---------- Given records ----------

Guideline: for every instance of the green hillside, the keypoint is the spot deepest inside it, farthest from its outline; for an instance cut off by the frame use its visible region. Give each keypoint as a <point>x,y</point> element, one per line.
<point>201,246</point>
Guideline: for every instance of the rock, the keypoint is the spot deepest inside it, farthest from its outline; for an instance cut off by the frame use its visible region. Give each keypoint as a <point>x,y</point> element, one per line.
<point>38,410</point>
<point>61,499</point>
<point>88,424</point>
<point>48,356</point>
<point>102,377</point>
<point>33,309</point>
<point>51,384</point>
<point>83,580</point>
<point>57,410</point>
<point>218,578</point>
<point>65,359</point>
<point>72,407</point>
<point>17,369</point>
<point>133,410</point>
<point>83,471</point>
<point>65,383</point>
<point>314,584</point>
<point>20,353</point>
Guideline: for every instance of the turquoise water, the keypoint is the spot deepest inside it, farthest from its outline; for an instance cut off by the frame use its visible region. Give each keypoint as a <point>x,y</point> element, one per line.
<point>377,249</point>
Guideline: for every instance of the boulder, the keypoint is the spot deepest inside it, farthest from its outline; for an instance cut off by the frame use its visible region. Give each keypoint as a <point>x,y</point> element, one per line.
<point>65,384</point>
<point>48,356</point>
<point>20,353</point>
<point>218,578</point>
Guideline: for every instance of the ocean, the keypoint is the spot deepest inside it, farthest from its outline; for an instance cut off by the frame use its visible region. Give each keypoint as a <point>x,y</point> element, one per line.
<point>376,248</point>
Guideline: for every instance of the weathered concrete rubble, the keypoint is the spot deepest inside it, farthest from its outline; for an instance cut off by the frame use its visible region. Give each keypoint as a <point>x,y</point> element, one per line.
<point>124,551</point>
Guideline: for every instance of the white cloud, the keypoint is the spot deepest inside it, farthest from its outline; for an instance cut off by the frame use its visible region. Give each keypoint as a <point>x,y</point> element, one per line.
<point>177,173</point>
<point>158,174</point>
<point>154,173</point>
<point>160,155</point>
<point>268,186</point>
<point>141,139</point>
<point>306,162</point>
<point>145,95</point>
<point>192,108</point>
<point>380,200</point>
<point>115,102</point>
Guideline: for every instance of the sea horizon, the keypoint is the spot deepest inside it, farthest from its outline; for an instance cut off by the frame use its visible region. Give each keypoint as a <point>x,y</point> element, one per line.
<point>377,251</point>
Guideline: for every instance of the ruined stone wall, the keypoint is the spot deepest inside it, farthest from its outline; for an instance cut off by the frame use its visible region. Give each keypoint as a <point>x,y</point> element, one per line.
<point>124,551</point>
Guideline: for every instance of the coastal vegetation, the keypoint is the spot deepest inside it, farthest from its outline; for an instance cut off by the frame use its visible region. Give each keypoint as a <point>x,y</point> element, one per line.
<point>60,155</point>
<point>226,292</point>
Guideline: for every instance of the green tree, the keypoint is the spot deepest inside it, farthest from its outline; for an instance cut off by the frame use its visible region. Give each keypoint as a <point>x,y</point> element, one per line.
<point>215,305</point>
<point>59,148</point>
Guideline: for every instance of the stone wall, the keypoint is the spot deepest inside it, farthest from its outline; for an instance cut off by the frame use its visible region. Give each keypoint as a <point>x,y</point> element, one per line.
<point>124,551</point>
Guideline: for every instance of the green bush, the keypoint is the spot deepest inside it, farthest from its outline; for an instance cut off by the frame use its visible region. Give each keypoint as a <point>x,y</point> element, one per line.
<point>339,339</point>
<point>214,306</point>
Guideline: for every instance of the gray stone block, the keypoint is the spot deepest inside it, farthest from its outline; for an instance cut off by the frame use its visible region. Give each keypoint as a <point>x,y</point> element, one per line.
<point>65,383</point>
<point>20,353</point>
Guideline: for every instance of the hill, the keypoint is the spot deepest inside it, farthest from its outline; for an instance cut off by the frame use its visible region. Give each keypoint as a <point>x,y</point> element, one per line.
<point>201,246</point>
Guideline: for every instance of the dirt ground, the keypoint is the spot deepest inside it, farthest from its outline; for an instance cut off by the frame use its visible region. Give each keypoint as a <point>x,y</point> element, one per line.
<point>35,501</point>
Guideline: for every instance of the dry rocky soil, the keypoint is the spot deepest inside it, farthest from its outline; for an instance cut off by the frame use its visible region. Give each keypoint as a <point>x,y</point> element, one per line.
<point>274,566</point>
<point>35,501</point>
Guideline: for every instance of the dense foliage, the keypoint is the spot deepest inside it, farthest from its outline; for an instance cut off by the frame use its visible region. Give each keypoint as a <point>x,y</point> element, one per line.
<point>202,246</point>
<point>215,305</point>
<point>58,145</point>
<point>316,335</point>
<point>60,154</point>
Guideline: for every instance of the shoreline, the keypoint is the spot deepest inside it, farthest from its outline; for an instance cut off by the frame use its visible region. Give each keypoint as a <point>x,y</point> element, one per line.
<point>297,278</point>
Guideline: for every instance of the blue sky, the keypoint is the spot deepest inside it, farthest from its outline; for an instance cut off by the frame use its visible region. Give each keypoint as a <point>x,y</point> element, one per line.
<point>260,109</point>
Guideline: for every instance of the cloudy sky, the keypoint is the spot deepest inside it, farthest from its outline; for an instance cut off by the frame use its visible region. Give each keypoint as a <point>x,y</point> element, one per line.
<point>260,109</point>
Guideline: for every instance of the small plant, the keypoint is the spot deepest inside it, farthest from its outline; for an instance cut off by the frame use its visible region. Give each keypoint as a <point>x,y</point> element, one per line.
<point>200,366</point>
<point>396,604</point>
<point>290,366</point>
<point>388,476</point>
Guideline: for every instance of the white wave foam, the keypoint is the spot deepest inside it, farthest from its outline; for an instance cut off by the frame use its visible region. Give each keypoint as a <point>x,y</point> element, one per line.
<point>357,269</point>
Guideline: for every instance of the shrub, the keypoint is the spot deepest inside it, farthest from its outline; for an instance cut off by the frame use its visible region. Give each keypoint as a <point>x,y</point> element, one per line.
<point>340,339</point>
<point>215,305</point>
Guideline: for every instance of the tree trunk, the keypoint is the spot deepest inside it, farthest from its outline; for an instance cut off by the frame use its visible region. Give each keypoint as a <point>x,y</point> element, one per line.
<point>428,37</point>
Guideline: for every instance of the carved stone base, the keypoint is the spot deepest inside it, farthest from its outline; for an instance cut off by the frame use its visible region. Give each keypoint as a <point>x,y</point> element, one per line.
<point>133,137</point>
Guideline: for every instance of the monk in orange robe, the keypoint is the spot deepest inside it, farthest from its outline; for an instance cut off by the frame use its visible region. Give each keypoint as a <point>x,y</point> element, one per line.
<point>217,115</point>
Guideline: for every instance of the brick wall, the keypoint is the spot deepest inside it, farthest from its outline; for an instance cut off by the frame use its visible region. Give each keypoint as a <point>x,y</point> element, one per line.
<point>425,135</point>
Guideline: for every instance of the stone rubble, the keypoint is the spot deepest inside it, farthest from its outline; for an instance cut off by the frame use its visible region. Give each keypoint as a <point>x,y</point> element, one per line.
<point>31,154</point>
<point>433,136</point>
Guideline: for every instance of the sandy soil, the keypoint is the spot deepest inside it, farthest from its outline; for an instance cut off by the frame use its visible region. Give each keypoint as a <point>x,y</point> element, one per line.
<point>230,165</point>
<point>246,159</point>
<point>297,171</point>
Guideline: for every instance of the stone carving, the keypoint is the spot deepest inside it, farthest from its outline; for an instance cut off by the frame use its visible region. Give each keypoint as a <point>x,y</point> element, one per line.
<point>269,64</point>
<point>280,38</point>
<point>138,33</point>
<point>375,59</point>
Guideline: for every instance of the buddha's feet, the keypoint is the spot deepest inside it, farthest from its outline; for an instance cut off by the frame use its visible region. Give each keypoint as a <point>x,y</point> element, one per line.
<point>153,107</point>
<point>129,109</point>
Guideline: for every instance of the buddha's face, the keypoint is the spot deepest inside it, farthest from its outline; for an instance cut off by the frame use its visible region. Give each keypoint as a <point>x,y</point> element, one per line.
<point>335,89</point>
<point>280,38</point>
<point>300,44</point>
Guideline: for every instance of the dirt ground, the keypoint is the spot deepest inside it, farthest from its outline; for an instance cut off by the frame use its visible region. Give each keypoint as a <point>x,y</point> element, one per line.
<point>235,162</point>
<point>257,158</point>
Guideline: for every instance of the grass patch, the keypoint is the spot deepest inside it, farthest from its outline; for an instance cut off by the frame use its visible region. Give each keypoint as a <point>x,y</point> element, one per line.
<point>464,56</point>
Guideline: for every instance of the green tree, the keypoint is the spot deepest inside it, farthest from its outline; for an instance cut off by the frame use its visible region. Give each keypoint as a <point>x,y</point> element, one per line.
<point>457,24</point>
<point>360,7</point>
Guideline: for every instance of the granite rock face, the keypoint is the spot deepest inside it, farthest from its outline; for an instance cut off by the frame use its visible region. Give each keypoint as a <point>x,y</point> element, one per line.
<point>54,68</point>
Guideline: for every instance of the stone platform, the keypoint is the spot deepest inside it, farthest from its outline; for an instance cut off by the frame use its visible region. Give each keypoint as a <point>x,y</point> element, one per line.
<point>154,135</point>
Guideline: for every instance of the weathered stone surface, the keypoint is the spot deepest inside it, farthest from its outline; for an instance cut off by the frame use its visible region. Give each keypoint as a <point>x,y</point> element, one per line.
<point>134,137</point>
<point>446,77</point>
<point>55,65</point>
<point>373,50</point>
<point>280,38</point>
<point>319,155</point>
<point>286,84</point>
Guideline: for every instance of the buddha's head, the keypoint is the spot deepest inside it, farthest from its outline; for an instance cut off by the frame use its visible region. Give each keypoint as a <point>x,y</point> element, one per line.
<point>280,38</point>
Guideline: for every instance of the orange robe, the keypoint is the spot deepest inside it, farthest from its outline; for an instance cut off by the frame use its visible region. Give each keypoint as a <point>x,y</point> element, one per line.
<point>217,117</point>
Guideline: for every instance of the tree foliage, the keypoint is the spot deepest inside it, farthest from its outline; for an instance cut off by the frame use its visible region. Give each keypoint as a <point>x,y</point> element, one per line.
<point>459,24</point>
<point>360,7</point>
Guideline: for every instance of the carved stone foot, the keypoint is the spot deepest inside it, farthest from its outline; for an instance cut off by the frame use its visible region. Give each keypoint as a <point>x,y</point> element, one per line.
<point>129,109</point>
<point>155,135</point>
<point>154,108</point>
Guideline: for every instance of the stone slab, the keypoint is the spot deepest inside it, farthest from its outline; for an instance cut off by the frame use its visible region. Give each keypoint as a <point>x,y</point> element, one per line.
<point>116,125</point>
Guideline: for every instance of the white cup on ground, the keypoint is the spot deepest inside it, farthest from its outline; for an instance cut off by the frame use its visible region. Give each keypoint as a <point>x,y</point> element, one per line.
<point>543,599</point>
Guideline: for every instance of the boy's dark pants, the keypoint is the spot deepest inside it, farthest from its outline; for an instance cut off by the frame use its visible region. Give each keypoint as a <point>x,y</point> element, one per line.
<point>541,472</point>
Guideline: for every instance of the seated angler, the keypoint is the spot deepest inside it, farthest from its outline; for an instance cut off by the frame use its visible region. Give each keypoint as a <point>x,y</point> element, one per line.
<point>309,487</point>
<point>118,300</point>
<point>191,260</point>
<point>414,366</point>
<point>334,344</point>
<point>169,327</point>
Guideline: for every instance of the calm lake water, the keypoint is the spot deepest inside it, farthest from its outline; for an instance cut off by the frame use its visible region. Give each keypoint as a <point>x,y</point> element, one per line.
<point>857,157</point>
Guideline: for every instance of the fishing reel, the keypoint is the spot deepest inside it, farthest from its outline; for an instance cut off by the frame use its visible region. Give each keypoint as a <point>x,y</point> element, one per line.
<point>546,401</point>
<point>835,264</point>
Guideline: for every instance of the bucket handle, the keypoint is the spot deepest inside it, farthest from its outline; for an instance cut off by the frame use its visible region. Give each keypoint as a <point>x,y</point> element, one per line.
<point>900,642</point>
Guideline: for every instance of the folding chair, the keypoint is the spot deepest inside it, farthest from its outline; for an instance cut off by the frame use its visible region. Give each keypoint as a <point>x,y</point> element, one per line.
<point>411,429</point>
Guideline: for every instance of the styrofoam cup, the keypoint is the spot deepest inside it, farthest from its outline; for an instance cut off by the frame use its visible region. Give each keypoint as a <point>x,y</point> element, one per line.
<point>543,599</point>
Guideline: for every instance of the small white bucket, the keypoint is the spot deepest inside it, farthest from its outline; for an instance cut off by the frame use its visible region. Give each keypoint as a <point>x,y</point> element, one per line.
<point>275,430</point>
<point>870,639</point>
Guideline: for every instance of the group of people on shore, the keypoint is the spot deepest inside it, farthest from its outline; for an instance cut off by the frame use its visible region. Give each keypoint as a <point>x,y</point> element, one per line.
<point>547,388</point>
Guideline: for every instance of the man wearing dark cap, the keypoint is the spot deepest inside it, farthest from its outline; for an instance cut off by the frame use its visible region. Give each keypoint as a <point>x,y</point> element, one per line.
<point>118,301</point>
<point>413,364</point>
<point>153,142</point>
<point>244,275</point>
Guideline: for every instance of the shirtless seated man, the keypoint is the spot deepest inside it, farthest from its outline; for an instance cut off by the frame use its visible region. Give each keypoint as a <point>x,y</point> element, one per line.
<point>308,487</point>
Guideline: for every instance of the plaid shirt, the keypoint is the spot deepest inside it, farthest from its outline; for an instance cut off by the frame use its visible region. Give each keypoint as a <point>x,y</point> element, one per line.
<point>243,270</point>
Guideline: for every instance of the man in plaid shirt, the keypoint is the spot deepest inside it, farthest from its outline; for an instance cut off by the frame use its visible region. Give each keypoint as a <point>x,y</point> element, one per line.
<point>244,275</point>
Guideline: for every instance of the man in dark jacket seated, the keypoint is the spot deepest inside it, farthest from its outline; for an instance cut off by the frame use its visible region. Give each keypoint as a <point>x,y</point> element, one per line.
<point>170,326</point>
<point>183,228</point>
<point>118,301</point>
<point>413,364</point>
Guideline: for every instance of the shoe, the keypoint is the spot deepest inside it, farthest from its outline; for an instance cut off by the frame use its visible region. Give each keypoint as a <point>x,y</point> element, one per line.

----------

*Exercise aim*. Copy the entries above word for word, beginning at the line that has "Guideline: for every instance of the white cloud, the" and stopping after the line that has "<point>158,174</point>".

*Solution to this exercise*.
Guideline: for every instance of the white cloud, the keypoint is the spot deepest inside it, farthest from its outline; for an instance cut off by the frame use its visible region. Give each keypoint as a <point>x,y</point> element, one per line.
<point>177,173</point>
<point>158,174</point>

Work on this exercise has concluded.